Saved entries:
================================

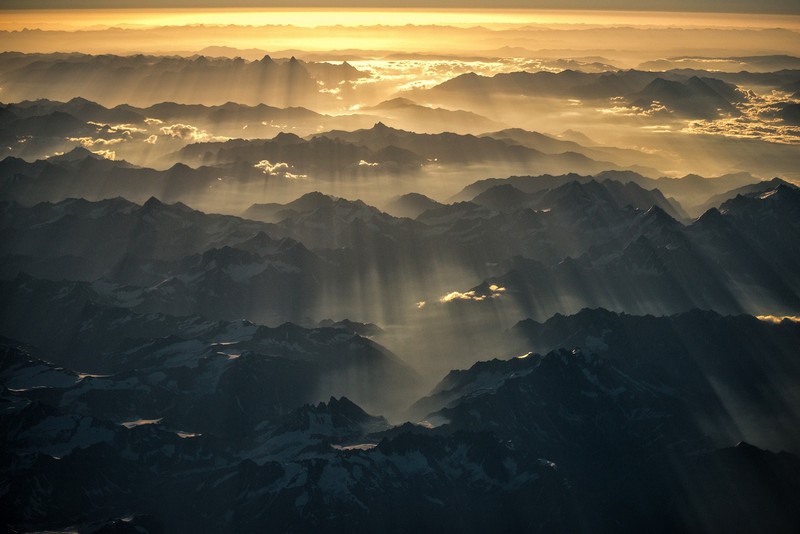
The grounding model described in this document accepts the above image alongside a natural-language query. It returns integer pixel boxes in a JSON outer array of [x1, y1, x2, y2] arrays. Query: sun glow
[[0, 8, 800, 31]]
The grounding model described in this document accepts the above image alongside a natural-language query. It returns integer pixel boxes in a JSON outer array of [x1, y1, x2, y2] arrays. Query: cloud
[[756, 315, 800, 324], [253, 159, 308, 180], [159, 123, 229, 142], [92, 150, 117, 161], [439, 284, 506, 304], [67, 137, 124, 148], [681, 91, 800, 145]]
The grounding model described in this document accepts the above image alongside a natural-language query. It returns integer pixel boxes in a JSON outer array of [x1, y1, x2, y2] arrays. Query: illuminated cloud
[[681, 91, 800, 145], [92, 150, 117, 161], [67, 137, 124, 148], [87, 121, 147, 137], [253, 159, 308, 180], [600, 97, 672, 117], [756, 315, 800, 324], [159, 123, 229, 142], [439, 284, 506, 304]]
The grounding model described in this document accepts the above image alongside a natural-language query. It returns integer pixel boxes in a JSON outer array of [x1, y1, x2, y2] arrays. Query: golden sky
[[0, 8, 800, 31]]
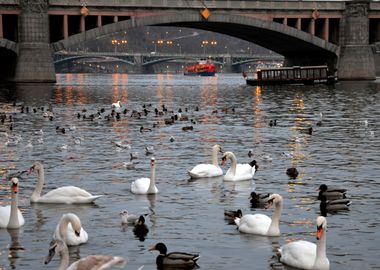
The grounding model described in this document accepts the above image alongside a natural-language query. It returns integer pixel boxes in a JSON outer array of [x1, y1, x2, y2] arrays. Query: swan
[[131, 157, 158, 194], [29, 161, 103, 204], [149, 243, 200, 269], [0, 177, 25, 229], [222, 152, 257, 181], [318, 184, 347, 200], [278, 216, 330, 270], [188, 144, 223, 179], [53, 213, 88, 246], [248, 191, 270, 208], [45, 240, 127, 270], [235, 194, 283, 236], [112, 100, 121, 108]]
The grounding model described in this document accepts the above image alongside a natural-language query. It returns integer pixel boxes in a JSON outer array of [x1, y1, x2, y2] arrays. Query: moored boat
[[246, 66, 337, 86], [184, 60, 215, 76]]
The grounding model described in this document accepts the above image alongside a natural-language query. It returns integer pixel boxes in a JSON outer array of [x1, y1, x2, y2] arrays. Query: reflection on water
[[0, 74, 380, 270]]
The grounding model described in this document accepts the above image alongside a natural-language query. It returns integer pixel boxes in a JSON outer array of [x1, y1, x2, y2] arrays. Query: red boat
[[184, 60, 215, 76]]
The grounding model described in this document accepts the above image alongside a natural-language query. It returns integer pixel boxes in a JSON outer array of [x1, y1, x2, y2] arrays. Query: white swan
[[278, 216, 330, 270], [29, 161, 103, 204], [221, 152, 257, 181], [45, 240, 127, 270], [53, 213, 88, 246], [112, 100, 121, 108], [188, 144, 223, 179], [131, 157, 158, 194], [235, 194, 283, 236], [0, 177, 25, 229]]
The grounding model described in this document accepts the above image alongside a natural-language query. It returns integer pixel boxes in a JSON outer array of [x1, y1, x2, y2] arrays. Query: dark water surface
[[0, 74, 380, 270]]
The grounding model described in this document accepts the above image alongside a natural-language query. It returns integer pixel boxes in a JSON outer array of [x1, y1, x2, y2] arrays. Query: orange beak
[[317, 226, 323, 240], [11, 184, 18, 193]]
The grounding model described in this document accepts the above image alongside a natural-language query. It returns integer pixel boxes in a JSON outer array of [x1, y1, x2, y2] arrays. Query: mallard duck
[[133, 216, 149, 241], [318, 184, 347, 200], [149, 243, 199, 269], [319, 195, 352, 217], [286, 167, 298, 179], [249, 191, 270, 208]]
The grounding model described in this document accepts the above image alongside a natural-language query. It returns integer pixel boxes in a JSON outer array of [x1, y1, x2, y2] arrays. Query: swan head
[[221, 152, 235, 165], [148, 243, 168, 255], [316, 216, 327, 240], [28, 161, 43, 174], [11, 177, 19, 194], [265, 193, 282, 209], [63, 213, 82, 237], [45, 240, 67, 264]]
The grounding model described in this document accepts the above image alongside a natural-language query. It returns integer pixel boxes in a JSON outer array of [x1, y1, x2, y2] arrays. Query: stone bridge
[[0, 0, 380, 82]]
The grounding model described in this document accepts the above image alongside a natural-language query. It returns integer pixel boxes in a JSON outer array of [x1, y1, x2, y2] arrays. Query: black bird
[[286, 167, 298, 179], [319, 195, 351, 217], [133, 216, 149, 241], [149, 243, 200, 269]]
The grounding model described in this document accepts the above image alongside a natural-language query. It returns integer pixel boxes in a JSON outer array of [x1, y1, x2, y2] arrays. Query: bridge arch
[[52, 12, 339, 66]]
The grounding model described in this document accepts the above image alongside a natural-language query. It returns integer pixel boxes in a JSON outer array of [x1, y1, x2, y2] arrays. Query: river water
[[0, 74, 380, 270]]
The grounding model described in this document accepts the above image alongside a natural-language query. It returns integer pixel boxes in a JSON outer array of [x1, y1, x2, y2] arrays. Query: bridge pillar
[[338, 0, 376, 80], [13, 0, 56, 82]]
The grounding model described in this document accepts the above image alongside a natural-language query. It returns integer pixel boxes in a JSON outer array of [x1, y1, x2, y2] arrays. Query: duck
[[188, 144, 223, 179], [278, 216, 330, 270], [131, 157, 158, 195], [0, 177, 25, 229], [45, 240, 127, 270], [221, 152, 257, 181], [53, 213, 88, 246], [286, 167, 298, 179], [120, 210, 139, 224], [112, 100, 121, 108], [149, 242, 200, 269], [235, 193, 283, 236], [318, 184, 347, 200], [29, 161, 103, 204], [133, 215, 149, 241], [248, 191, 270, 208], [319, 195, 352, 217], [224, 209, 243, 224]]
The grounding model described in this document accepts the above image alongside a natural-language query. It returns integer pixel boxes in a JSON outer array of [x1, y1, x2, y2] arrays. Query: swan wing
[[53, 223, 88, 246], [279, 240, 317, 269], [0, 205, 25, 228], [67, 255, 127, 270], [238, 214, 272, 235], [37, 186, 103, 204], [188, 164, 223, 178], [131, 178, 158, 194], [223, 164, 255, 181]]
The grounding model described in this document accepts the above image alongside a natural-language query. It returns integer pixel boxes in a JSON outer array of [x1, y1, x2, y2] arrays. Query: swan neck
[[58, 248, 69, 270], [30, 166, 45, 202], [268, 200, 283, 235], [148, 164, 156, 193], [315, 229, 326, 261], [230, 154, 237, 175], [211, 147, 219, 166], [7, 192, 20, 229]]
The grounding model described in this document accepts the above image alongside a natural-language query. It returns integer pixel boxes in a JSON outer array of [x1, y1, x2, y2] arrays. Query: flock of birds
[[0, 102, 351, 270]]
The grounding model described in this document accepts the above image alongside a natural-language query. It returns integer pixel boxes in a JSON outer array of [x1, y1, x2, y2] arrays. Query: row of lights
[[111, 39, 128, 45]]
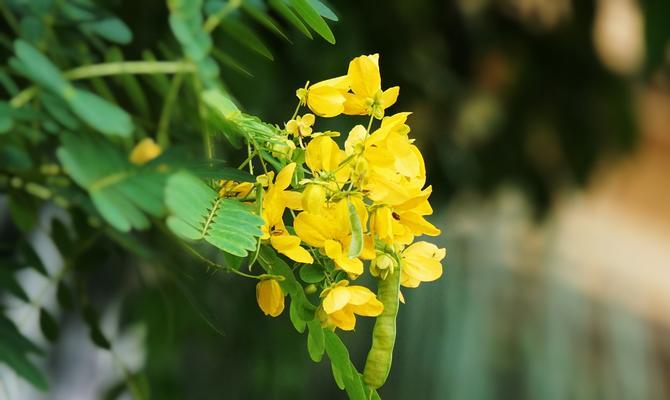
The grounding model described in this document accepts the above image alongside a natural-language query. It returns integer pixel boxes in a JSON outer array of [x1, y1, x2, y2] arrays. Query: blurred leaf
[[165, 172, 264, 257], [307, 320, 326, 362], [19, 241, 49, 278], [0, 314, 49, 391], [82, 17, 133, 44], [56, 280, 74, 310], [289, 300, 307, 333], [0, 101, 14, 134], [242, 0, 290, 42], [82, 304, 112, 350], [51, 218, 75, 258], [289, 0, 335, 44], [9, 194, 37, 234], [14, 39, 70, 93], [308, 0, 339, 22], [220, 18, 274, 60], [268, 0, 312, 39], [0, 264, 30, 303], [40, 308, 58, 342], [57, 134, 168, 232], [65, 89, 133, 137]]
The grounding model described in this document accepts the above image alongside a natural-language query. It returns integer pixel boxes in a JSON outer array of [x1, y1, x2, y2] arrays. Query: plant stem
[[156, 73, 184, 148], [9, 61, 195, 108], [203, 0, 242, 33]]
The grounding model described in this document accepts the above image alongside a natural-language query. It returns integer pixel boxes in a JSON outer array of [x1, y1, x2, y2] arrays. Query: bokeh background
[[0, 0, 670, 400]]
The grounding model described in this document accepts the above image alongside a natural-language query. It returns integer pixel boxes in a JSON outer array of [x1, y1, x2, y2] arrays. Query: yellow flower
[[129, 138, 162, 165], [256, 279, 284, 317], [293, 197, 368, 276], [286, 113, 316, 137], [319, 280, 384, 331], [261, 163, 314, 264], [400, 242, 447, 288], [345, 113, 426, 205], [296, 75, 349, 118], [305, 136, 350, 191], [344, 54, 400, 119], [370, 186, 440, 244]]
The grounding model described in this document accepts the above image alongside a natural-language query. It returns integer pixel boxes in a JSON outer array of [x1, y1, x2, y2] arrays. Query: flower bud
[[270, 138, 295, 160], [302, 183, 326, 214], [370, 253, 396, 279], [305, 283, 316, 294]]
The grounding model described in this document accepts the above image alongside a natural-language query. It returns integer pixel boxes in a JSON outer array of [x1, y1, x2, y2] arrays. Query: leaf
[[268, 0, 312, 39], [308, 0, 340, 21], [82, 17, 133, 44], [307, 320, 326, 362], [56, 134, 170, 232], [9, 194, 37, 234], [165, 172, 265, 257], [40, 308, 58, 342], [220, 18, 274, 60], [242, 1, 290, 42], [14, 39, 70, 93], [0, 101, 14, 134], [299, 264, 326, 283], [19, 242, 49, 278], [82, 304, 112, 350], [0, 314, 49, 391], [289, 0, 335, 44], [347, 200, 363, 258], [0, 265, 30, 303], [65, 88, 133, 137], [258, 245, 316, 322], [289, 300, 307, 333]]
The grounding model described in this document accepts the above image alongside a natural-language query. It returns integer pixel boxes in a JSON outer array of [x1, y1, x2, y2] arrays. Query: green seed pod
[[363, 260, 400, 389]]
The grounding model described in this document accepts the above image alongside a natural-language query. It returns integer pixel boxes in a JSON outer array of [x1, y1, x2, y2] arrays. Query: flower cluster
[[226, 54, 445, 330]]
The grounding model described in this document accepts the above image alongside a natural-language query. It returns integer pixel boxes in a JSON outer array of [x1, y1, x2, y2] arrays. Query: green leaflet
[[12, 39, 133, 136], [165, 172, 264, 257], [57, 134, 166, 232], [0, 315, 49, 391], [289, 0, 335, 44]]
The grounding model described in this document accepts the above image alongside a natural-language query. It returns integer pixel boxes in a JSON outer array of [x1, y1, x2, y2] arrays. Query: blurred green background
[[0, 0, 670, 400]]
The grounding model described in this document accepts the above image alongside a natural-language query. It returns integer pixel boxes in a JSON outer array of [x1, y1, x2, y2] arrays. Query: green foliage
[[0, 0, 362, 399], [165, 172, 264, 257]]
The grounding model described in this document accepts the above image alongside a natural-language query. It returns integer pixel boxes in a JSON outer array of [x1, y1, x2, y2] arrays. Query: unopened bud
[[302, 183, 326, 214]]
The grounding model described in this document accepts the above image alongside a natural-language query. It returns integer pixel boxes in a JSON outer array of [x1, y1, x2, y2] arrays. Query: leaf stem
[[156, 73, 184, 149], [9, 61, 195, 108]]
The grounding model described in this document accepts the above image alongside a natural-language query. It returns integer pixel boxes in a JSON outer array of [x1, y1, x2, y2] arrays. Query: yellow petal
[[275, 163, 295, 190], [293, 212, 329, 247], [129, 138, 161, 165], [400, 211, 440, 236], [344, 125, 368, 155], [342, 93, 370, 115], [323, 286, 351, 314], [347, 56, 381, 97], [270, 235, 314, 264], [305, 136, 342, 172], [307, 85, 345, 118], [281, 190, 303, 210], [381, 86, 400, 109], [256, 279, 284, 317], [328, 310, 356, 331]]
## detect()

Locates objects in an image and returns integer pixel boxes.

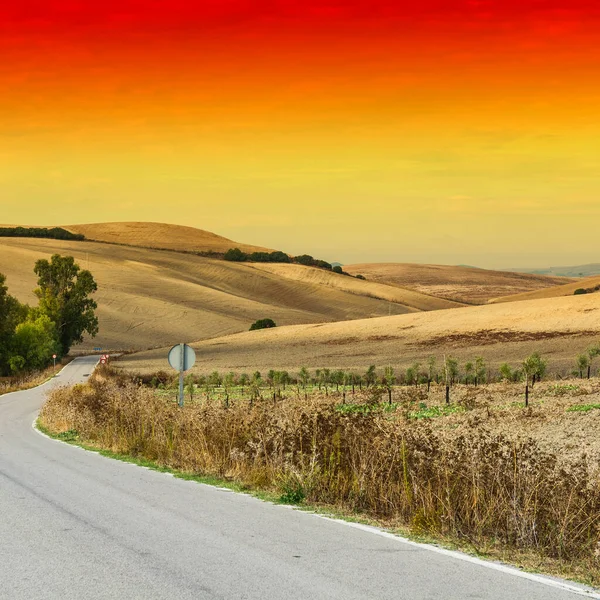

================================

→ **Set problem**
Format the lines above, from the line with "Query: yellow flower" to the line with "[[363, 260, 400, 389]]", as a Markdown table with the columns No. and Line. Number each line in order and leave out any blank lines.

→ **Reply to the task**
| No. | Line |
|---|---|
| 1 | The grounding model described in this document accepts the above image alongside a natural-language query. It returns integer pixel boxes in a JSON outer array of [x1, y1, x2, y2] arrays. Query: yellow flower |
| 2 | [[129, 138, 162, 165], [256, 279, 284, 317], [293, 197, 368, 276], [286, 113, 316, 137], [319, 280, 384, 331], [261, 163, 314, 264], [400, 242, 447, 288], [345, 113, 426, 205], [296, 75, 349, 118], [305, 136, 350, 191], [344, 54, 400, 119], [370, 186, 440, 244]] |
| 3 | The grounding model described in this document accepts the above image alongside a natural-language query. It returns integer pixel boxes in a JSON outer array of [x1, y1, x2, y2] arrays. Query: flower bud |
| 4 | [[270, 138, 295, 160], [302, 183, 326, 214], [370, 253, 396, 279], [305, 283, 316, 294]] |
| 5 | The grounding model described in this document accepts the above image alongside a natural-language query. It returns integer pixel boxes in a JSON outer array of [x1, y1, x2, y2] arrays. Query: leaf |
| 6 | [[268, 0, 312, 39], [308, 0, 340, 21], [82, 17, 133, 44], [307, 320, 326, 362], [56, 134, 170, 232], [9, 194, 37, 234], [165, 172, 265, 257], [40, 308, 58, 342], [220, 18, 274, 60], [242, 1, 290, 42], [14, 39, 70, 93], [0, 101, 14, 134], [299, 264, 326, 283], [19, 242, 49, 278], [82, 304, 112, 350], [0, 314, 49, 391], [289, 0, 335, 44], [347, 200, 363, 258], [0, 265, 30, 303], [65, 88, 133, 137], [258, 245, 316, 322], [289, 300, 307, 333]] |
| 7 | The grounding model described in this document accepts the above image alongside a natural-language query. It returns integer pixel boxes in a JSON outer array of [x1, y1, x2, y2] arrays. Query: green seed pod |
| 8 | [[363, 260, 400, 389]] |